Exercise:
Duplicate everything in the material below, from the line containing "Q: For every instance of the white" through the last line of the material, with both included and nothing changed.

____

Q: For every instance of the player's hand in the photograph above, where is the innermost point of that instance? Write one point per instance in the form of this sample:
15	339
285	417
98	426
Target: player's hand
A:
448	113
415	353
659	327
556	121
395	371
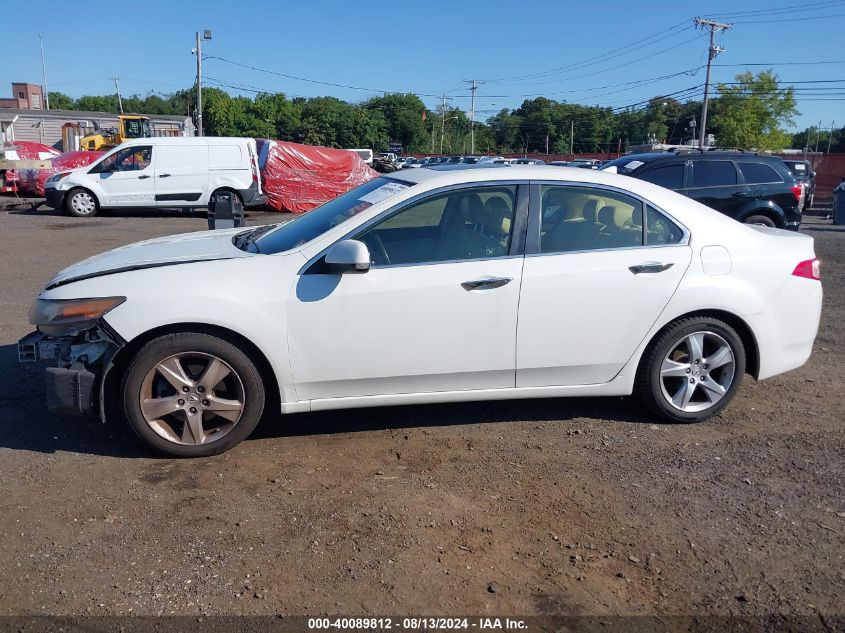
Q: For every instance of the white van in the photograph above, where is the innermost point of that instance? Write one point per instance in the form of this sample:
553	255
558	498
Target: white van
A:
160	172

____

Result:
Q: For every instance of the white van in the photograph above, where is the innermost point of that instance? Write one point per instance in the form of this sample:
553	255
558	498
Target: white van
A:
160	172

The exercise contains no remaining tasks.